- _Activity_: Having located "Query: wooden table" in the records below, repeat exactly the line it is on and all subsequent lines, ending with the last.
-----
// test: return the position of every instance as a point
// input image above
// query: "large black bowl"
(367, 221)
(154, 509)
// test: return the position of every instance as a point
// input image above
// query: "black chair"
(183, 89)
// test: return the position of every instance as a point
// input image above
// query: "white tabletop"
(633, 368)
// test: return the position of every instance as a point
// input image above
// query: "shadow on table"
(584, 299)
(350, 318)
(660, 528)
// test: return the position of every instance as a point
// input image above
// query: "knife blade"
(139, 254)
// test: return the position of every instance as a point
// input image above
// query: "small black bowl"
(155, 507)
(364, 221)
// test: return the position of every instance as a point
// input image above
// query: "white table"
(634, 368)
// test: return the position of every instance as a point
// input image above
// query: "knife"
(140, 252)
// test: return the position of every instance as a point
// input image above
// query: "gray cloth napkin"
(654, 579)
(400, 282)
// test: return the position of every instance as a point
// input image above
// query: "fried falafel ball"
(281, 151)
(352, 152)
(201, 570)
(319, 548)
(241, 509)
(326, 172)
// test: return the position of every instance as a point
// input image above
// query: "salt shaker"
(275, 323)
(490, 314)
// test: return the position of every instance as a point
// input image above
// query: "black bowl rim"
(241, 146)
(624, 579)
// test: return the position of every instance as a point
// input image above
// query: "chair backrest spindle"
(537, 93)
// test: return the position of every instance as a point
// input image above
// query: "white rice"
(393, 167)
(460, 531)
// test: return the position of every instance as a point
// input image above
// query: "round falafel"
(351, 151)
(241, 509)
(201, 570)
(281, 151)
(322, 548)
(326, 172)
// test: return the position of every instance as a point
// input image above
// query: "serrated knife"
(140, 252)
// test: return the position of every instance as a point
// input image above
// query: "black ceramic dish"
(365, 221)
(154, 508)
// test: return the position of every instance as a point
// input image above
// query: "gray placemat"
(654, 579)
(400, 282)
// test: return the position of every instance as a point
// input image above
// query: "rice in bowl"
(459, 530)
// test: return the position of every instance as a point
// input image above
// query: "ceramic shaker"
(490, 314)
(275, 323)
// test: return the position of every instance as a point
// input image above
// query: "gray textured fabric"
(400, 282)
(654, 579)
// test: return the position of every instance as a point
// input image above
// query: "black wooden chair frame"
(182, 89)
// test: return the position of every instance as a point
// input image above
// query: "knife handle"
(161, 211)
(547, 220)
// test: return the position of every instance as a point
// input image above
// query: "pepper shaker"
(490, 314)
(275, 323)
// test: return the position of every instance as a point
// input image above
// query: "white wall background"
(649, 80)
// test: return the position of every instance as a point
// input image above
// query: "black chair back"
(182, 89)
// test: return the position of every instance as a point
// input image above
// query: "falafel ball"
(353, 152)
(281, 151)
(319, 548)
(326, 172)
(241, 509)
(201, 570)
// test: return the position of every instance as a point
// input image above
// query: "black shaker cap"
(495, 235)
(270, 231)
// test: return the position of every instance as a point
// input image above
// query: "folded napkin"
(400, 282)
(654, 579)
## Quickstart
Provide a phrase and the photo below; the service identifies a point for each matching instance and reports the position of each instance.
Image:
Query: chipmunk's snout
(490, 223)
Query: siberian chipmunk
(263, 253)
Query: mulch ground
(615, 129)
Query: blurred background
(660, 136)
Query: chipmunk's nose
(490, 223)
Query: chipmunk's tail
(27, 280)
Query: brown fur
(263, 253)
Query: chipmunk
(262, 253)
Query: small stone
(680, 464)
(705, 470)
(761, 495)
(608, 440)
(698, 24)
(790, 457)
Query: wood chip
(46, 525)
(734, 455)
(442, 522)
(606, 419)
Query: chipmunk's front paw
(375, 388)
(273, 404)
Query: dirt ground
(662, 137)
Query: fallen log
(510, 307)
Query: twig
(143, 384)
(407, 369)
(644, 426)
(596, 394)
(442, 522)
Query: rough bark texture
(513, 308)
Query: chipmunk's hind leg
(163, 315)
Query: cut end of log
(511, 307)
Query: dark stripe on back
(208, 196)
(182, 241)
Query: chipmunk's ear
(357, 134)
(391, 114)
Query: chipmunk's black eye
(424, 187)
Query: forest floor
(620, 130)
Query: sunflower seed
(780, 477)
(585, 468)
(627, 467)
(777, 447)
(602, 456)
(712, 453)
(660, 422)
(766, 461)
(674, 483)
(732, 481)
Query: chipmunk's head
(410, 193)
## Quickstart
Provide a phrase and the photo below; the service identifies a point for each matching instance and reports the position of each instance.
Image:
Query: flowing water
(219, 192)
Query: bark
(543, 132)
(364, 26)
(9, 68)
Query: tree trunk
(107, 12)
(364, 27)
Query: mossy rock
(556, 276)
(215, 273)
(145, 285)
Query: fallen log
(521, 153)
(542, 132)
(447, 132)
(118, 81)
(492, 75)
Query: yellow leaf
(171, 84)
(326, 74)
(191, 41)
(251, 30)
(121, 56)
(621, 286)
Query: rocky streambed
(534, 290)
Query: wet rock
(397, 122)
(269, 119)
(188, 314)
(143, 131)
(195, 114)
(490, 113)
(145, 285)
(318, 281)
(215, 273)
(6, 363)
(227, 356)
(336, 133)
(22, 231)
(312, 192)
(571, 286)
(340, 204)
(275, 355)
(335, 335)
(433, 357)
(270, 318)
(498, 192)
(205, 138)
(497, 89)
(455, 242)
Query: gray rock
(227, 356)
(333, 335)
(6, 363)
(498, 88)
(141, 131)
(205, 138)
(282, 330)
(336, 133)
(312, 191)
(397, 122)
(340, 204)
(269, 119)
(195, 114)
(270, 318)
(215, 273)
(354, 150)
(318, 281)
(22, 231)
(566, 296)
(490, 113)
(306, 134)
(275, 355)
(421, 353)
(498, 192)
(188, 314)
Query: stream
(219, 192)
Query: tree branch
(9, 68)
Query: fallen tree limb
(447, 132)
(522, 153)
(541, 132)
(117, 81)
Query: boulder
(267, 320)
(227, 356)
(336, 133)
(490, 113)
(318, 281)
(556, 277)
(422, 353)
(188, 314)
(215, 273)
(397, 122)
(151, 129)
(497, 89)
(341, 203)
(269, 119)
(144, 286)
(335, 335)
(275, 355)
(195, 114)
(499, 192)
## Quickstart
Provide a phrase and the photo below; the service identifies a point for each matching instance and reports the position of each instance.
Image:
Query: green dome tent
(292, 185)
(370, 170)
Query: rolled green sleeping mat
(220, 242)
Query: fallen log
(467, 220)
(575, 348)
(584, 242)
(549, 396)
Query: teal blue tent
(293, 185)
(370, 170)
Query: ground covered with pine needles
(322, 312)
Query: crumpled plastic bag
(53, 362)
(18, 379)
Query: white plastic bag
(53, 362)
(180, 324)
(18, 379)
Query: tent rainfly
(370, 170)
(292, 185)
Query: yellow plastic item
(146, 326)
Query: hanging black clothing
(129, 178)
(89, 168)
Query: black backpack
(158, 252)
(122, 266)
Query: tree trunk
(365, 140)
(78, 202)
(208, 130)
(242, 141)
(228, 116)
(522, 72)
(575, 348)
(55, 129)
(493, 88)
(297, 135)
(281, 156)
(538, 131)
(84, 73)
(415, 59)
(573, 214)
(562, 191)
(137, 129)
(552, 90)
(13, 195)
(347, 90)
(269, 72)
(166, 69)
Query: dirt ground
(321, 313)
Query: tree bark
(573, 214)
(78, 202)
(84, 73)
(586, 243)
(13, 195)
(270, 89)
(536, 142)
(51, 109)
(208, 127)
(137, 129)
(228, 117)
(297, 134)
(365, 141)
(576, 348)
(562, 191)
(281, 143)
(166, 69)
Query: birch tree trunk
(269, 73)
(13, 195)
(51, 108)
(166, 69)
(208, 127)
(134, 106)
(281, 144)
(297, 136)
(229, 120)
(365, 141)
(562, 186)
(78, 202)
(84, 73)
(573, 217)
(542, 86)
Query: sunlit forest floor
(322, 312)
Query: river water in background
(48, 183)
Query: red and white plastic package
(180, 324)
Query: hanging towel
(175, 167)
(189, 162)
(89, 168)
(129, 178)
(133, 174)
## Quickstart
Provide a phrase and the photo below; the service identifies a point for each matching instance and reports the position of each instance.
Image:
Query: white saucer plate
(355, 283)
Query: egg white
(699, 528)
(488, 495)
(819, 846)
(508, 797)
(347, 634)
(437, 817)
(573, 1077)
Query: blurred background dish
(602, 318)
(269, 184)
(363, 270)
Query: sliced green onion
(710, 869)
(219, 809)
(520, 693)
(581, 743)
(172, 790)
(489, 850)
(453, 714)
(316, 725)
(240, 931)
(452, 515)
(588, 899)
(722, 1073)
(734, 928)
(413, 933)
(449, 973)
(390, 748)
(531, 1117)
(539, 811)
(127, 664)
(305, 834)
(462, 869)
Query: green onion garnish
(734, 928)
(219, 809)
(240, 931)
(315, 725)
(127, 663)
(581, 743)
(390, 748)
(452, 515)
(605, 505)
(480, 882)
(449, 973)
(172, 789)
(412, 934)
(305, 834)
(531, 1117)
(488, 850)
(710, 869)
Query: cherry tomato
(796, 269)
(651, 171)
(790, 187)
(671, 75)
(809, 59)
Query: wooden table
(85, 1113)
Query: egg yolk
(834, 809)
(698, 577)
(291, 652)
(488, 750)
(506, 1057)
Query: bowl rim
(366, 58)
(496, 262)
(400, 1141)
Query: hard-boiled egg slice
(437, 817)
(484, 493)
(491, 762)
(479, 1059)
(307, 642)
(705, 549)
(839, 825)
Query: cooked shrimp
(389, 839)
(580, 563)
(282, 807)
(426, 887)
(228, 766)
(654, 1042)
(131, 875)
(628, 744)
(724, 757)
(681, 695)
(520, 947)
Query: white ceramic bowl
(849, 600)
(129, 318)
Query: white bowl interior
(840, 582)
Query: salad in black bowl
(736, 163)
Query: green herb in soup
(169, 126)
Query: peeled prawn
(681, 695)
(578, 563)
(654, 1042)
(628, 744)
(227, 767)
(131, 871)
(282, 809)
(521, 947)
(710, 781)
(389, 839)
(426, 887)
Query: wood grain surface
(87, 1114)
-----
- _Response_:
Query: wooden table
(85, 1113)
Query: egg yolk
(834, 809)
(698, 577)
(291, 652)
(488, 750)
(506, 1057)
Query: bowl rim
(366, 58)
(496, 262)
(400, 1141)
Query: hard-boiled egg slice
(437, 817)
(484, 493)
(491, 762)
(479, 1059)
(307, 642)
(705, 549)
(839, 825)
Query: cooked shrimp
(389, 839)
(580, 563)
(282, 807)
(426, 887)
(228, 766)
(654, 1042)
(131, 875)
(628, 744)
(724, 757)
(681, 695)
(520, 947)
Query: white ceramic bowl
(849, 600)
(129, 318)
Query: white bowl interior
(840, 582)
Query: salad in black bowl
(736, 163)
Query: green herb in soup
(169, 126)
Query: peeled prawn
(681, 695)
(578, 563)
(654, 1042)
(628, 744)
(227, 767)
(131, 871)
(282, 809)
(521, 947)
(710, 781)
(389, 839)
(426, 887)
Query: wood grain surface
(87, 1114)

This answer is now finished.